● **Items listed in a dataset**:

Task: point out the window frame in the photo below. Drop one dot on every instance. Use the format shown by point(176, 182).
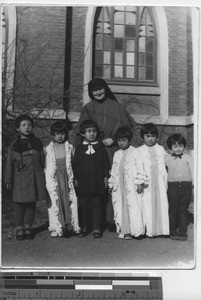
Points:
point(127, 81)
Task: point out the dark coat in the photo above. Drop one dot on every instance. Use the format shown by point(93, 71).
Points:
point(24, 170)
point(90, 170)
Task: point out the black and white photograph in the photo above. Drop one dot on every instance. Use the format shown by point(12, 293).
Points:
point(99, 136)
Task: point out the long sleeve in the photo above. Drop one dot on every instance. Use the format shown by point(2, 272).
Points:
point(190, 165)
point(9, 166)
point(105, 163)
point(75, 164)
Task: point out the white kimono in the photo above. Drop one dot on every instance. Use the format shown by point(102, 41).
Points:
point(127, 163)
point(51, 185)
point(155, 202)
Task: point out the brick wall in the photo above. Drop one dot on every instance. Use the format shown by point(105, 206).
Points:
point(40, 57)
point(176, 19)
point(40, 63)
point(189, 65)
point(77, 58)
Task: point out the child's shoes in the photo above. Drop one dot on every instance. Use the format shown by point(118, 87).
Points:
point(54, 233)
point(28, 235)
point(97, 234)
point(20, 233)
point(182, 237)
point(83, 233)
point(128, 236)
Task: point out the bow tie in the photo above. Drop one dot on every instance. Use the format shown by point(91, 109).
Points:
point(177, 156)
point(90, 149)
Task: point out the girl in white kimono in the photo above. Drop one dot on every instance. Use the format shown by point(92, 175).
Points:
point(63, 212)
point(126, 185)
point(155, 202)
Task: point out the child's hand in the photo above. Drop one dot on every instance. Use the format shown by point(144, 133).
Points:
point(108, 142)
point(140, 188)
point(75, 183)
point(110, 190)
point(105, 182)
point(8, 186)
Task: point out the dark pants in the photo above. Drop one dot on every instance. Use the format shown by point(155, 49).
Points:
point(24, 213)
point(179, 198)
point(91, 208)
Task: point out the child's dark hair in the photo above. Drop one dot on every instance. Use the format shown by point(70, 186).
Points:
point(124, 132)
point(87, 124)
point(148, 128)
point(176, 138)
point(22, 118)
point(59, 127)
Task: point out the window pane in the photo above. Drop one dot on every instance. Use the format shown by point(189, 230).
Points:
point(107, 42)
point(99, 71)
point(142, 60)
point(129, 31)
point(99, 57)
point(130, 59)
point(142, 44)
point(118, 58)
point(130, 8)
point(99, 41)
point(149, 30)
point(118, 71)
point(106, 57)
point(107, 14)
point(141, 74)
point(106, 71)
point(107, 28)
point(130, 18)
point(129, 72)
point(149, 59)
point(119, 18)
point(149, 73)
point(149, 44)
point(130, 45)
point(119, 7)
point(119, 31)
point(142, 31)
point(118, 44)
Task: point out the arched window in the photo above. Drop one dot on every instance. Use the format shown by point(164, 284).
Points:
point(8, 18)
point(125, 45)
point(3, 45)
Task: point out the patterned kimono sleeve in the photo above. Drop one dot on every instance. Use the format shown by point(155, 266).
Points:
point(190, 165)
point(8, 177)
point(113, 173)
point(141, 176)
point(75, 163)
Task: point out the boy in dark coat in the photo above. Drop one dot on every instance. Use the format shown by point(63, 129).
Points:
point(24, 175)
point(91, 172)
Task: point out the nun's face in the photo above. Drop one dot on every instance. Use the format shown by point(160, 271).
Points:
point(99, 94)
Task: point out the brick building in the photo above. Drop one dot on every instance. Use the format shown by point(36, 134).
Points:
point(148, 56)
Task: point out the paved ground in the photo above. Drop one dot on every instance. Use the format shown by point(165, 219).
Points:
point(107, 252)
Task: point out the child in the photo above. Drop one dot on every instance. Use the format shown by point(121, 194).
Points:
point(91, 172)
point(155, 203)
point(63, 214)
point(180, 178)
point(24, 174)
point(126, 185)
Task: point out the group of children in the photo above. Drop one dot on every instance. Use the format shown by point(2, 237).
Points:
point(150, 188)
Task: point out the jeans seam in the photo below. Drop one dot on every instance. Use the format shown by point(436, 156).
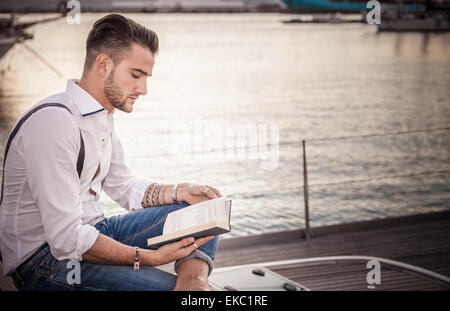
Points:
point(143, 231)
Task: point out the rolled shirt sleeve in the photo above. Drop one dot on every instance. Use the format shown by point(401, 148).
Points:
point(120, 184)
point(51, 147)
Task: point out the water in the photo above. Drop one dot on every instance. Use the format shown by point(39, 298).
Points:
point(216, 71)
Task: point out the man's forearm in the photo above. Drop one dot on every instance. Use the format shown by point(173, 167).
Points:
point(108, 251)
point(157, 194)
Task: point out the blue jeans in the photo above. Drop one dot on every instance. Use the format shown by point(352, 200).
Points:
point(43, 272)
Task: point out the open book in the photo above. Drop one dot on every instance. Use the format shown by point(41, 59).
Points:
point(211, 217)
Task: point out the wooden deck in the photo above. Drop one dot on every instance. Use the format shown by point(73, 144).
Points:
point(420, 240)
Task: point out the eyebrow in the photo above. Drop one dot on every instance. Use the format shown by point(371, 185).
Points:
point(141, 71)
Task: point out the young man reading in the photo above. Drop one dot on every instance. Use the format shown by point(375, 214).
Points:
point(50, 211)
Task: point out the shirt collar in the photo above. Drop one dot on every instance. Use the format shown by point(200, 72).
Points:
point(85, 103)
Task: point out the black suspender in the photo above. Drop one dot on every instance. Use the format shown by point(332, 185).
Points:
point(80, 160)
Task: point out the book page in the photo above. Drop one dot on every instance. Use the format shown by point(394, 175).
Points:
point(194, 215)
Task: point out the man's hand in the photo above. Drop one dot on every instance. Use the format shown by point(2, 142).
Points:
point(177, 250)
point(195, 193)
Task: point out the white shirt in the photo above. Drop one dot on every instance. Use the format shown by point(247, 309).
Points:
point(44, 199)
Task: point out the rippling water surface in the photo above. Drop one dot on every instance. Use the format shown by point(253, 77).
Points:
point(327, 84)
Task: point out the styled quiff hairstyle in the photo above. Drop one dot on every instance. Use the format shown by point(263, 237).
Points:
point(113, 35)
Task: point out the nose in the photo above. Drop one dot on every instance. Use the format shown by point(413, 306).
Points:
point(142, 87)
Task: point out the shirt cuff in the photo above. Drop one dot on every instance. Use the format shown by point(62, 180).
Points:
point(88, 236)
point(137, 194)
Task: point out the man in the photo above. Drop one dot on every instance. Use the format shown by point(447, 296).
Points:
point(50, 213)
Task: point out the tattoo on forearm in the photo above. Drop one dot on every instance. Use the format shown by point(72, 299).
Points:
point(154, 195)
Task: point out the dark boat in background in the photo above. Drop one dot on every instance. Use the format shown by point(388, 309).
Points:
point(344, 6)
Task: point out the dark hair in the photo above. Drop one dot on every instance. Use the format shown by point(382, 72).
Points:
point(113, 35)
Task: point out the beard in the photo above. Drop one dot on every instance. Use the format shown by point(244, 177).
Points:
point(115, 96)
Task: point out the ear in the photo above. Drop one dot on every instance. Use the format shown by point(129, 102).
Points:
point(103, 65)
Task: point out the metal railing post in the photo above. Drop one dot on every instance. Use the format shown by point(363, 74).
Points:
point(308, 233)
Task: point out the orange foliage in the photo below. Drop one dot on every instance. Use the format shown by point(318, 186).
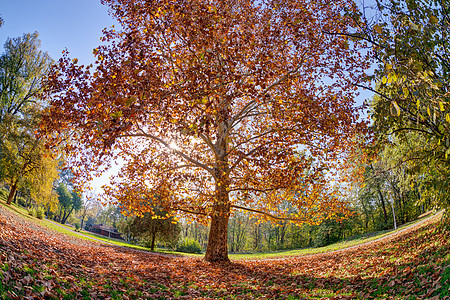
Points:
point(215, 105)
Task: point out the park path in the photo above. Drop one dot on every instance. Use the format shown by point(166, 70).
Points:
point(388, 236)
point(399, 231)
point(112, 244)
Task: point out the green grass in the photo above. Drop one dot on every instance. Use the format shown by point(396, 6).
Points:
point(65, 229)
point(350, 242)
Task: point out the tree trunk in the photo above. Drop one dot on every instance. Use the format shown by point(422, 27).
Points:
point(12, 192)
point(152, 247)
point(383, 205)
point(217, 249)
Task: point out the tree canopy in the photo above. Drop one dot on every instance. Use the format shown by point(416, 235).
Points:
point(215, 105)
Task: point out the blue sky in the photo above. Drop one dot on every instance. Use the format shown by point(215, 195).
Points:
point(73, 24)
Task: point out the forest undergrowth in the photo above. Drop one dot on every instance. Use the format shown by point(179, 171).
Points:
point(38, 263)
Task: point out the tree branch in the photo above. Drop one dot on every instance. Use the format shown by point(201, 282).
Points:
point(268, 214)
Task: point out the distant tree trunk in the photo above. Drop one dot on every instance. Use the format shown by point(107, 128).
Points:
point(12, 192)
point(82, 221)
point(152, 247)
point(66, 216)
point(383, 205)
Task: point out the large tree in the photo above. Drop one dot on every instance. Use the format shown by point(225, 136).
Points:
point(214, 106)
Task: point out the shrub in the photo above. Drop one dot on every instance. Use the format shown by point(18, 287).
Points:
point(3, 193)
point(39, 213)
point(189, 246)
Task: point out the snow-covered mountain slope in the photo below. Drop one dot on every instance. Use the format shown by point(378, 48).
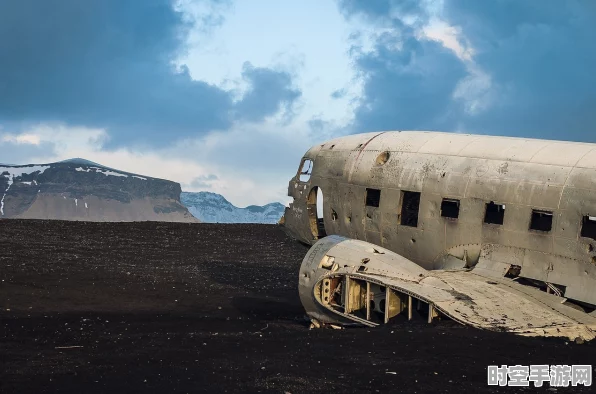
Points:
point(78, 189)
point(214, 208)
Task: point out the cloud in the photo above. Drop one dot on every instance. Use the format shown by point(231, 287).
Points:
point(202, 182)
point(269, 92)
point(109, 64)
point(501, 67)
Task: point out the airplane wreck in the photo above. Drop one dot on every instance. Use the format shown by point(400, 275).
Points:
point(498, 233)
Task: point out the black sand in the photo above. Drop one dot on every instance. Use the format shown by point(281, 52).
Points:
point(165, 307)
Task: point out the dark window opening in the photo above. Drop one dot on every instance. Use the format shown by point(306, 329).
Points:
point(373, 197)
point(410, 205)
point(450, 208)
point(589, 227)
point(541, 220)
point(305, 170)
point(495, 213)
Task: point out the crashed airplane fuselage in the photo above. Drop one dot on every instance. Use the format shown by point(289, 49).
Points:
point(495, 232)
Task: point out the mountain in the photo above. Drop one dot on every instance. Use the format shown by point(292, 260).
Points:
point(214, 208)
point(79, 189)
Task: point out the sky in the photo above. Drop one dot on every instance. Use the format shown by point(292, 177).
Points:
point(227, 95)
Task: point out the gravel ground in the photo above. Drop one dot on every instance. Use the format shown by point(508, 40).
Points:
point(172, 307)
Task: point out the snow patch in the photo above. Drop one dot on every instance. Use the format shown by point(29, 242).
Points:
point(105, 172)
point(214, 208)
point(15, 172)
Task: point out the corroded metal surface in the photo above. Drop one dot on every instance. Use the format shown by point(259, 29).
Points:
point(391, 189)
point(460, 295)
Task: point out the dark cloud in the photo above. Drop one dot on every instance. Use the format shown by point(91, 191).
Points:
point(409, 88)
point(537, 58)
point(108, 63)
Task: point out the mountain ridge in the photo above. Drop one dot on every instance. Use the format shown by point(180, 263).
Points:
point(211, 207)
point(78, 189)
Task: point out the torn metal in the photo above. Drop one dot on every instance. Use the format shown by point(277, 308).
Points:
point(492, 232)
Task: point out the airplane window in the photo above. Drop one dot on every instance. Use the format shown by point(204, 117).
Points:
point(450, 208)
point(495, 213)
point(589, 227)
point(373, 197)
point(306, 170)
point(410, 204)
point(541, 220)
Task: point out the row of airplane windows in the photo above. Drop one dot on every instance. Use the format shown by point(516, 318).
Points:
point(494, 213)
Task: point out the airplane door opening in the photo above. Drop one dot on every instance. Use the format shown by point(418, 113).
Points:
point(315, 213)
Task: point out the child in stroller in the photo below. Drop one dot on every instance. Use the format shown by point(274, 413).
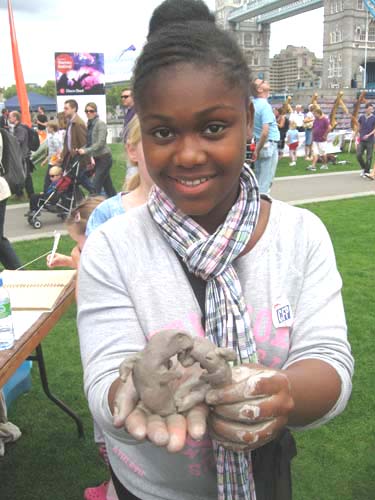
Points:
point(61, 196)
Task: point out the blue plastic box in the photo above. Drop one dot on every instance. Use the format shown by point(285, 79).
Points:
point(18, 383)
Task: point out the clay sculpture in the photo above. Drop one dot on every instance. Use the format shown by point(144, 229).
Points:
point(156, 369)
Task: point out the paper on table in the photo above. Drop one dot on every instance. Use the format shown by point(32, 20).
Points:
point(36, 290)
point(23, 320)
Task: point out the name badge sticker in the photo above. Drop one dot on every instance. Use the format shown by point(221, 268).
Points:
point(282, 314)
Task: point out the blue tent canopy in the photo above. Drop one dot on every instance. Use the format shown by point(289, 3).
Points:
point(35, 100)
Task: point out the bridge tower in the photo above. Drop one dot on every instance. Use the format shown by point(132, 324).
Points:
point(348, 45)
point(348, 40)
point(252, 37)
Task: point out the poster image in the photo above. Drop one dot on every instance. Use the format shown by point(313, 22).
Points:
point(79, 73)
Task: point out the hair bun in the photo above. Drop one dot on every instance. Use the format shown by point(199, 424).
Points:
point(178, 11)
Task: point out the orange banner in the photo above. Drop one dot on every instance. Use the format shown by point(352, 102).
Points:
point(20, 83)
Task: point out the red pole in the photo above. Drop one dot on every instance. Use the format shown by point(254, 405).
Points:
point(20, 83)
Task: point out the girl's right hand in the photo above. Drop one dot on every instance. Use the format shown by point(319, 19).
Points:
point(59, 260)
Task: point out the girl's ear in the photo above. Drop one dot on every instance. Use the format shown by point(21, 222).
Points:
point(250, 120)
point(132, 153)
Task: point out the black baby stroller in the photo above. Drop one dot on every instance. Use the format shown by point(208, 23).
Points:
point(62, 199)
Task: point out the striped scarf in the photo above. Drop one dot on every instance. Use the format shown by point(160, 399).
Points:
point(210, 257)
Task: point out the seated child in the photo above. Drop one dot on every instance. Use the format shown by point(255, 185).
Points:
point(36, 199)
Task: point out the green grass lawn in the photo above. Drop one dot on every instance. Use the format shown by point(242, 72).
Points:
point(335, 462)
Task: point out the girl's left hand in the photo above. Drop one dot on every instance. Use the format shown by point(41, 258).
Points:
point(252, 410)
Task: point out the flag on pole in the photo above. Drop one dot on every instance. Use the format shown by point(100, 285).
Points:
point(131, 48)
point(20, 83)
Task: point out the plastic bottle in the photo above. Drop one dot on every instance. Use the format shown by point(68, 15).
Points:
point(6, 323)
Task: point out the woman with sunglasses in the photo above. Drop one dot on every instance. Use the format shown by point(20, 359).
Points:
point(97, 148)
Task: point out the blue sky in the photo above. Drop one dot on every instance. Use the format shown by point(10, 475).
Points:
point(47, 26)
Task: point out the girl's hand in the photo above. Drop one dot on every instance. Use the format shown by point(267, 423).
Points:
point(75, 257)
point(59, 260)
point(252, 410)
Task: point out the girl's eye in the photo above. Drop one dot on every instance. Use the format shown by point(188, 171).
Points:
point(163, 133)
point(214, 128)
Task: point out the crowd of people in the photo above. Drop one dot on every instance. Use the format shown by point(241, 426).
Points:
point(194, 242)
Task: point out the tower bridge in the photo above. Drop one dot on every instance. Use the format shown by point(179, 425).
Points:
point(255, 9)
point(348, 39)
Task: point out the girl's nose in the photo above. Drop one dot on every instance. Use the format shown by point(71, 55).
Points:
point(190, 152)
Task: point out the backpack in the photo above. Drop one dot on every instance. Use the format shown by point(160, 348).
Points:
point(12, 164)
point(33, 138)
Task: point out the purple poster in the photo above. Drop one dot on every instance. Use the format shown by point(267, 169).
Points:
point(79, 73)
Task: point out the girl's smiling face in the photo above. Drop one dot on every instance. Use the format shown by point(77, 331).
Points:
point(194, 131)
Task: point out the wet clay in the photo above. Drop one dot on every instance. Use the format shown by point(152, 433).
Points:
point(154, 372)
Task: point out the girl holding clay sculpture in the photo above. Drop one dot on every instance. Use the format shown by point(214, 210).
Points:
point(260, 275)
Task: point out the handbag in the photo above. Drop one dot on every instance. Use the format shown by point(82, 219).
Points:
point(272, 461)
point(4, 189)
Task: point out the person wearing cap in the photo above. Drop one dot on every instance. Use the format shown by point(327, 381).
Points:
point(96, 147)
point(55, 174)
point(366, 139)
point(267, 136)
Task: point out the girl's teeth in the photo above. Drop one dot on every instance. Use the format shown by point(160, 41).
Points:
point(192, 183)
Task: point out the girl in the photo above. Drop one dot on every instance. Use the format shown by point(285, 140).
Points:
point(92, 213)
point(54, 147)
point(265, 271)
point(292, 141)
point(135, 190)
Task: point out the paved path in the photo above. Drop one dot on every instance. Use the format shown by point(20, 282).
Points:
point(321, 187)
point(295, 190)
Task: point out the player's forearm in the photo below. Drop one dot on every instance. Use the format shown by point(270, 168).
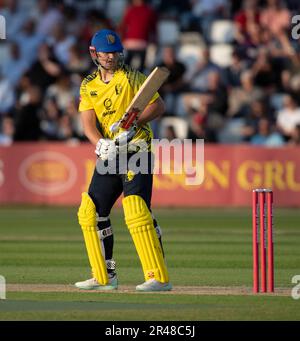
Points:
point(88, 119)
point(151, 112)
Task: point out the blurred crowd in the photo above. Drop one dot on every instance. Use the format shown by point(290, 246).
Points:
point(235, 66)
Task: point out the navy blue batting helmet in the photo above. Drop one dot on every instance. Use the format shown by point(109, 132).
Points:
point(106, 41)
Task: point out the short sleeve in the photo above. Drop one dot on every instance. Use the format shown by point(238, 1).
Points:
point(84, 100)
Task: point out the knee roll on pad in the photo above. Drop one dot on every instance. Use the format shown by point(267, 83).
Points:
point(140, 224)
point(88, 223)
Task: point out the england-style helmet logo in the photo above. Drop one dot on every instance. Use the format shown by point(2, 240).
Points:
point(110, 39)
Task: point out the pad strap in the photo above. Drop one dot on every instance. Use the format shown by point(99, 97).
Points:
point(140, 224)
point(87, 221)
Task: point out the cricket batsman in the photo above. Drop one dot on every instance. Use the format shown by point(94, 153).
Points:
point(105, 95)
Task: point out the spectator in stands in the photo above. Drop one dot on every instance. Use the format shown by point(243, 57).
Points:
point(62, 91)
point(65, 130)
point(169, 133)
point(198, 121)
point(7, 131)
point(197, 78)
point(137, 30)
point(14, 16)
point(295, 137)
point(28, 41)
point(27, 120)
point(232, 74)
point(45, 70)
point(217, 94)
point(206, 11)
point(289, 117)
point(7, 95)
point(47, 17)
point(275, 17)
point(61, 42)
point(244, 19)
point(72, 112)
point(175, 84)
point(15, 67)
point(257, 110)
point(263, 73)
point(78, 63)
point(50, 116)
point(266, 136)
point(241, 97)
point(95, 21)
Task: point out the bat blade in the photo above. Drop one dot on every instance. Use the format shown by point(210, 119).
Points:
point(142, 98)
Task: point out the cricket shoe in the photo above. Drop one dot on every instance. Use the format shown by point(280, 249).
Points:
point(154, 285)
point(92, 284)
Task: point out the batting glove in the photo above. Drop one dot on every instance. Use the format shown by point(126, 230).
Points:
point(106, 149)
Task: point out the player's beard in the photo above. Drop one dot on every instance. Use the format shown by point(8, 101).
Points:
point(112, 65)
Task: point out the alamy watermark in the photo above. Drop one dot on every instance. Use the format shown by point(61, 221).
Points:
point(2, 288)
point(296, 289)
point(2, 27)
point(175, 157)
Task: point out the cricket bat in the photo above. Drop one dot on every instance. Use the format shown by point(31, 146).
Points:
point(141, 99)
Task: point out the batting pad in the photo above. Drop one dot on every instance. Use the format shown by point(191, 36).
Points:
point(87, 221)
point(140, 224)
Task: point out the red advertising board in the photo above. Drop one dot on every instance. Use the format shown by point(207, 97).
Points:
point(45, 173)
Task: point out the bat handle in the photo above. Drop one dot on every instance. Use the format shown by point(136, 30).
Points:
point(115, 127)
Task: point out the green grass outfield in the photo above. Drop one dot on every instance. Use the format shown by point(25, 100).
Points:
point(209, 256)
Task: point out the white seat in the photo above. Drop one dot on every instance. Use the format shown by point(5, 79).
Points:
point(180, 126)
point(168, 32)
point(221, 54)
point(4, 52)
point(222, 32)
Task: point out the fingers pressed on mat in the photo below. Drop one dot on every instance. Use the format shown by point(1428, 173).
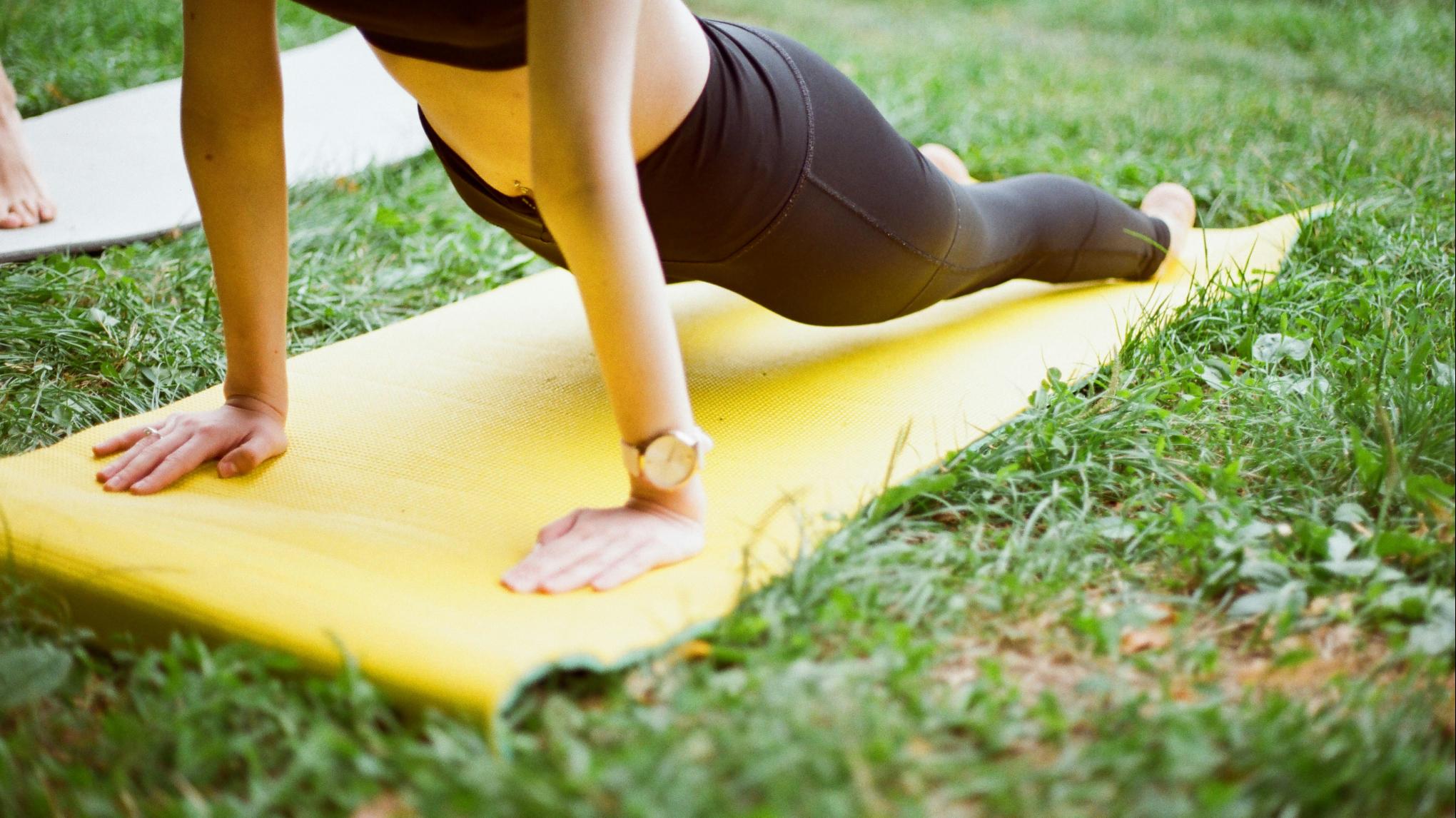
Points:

● **Instructions for the task**:
Please replace "window frame" with "window pane" in the items above, starting at the beginning and stopping after the line that has "point(127, 81)". Keep everything else unchanged and omit the picture.

● **Solution to this task**:
Task: point out the window pane in the photo below. Drop one dot on every instance. Use the format shown by point(176, 182).
Points:
point(127, 81)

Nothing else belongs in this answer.